## begin SOURCE MATERIAL

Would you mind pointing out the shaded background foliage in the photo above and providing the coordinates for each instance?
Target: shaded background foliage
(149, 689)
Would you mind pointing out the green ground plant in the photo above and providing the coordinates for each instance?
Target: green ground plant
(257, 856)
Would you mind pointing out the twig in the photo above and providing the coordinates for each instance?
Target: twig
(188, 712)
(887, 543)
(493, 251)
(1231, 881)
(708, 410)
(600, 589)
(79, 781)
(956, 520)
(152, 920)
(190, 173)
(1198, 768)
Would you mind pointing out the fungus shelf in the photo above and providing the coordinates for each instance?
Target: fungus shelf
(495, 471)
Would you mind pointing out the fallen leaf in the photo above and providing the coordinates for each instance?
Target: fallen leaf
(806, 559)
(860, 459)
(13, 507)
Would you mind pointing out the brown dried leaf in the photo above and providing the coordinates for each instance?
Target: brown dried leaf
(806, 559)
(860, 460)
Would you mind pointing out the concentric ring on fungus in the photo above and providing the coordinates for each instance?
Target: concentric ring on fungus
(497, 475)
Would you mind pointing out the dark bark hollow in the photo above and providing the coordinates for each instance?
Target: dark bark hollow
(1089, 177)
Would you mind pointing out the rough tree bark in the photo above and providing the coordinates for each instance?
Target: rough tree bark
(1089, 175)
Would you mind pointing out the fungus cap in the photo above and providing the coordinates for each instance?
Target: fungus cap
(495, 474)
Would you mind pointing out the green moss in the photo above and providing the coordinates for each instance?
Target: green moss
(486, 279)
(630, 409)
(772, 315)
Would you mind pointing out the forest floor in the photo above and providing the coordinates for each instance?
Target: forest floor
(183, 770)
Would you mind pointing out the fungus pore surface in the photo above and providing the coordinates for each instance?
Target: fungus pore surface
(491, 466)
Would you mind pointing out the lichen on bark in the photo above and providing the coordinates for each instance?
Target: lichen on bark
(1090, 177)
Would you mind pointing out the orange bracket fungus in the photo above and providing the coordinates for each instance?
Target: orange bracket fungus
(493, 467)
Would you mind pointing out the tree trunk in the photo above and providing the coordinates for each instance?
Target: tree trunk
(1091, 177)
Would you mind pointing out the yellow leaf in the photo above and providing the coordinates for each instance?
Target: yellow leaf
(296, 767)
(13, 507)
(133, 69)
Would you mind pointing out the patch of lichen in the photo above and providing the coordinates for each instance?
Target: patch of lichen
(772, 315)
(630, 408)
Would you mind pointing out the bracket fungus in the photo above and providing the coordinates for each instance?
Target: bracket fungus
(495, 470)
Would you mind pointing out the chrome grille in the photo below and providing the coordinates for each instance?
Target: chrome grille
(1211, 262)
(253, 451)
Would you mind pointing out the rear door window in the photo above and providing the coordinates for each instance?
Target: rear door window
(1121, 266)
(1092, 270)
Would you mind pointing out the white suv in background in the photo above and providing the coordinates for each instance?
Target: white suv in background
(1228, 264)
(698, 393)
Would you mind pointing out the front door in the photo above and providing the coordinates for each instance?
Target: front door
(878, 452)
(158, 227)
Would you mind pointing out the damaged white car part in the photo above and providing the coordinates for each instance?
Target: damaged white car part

## end SOURCE MATERIAL

#### WHAT THIS TASK INVOLVES:
Render every line of the listing above, from the line containing "Would you mind pointing out the fungus pore" down to the line containing "(1092, 270)", with both of those lines included, as a JSON list of strings, one string per line. Omit any blank lines.

#### CORRECT RESULT:
[
  "Would you mind pointing out the fungus pore surface in the photo above and providing the coordinates for each instance?",
  "Target: fungus pore surface",
  "(491, 466)",
  "Would you mind pointing out the lichen on bark in the photo above and providing the coordinates for each instance?",
  "Target: lichen on bark",
  "(1090, 177)",
  "Would you mind pointing out the orange bracket fungus in the photo above and providing the coordinates for each instance?",
  "Target: orange bracket fungus",
  "(493, 467)",
  "Would you mind pointing out the tree trunk in the photo above and providing the coordinates for each instance?",
  "Target: tree trunk",
  "(1091, 177)",
  "Would you mind pointing out the yellow leaf in the photo above and providing the coordinates for each instance?",
  "Target: yellow leaf",
  "(296, 767)",
  "(13, 507)",
  "(133, 69)",
  "Would you mind pointing out the patch of lichen in the photo above and providing the coordinates for each instance?",
  "Target: patch of lichen",
  "(772, 315)",
  "(630, 408)",
  "Would you mind pointing out the bracket fungus in the photo above and providing the coordinates for each instance?",
  "Target: bracket fungus",
  "(495, 470)",
  "Would you mind pointing out the chrome grille in the photo below and providing the coordinates for each instance?",
  "Target: chrome grille",
  "(1211, 262)",
  "(253, 451)",
  "Would you mind pointing out the rear door window in the photo above and providing the coordinates for each instance?",
  "Target: rear door window",
  "(1121, 266)",
  "(1092, 270)"
]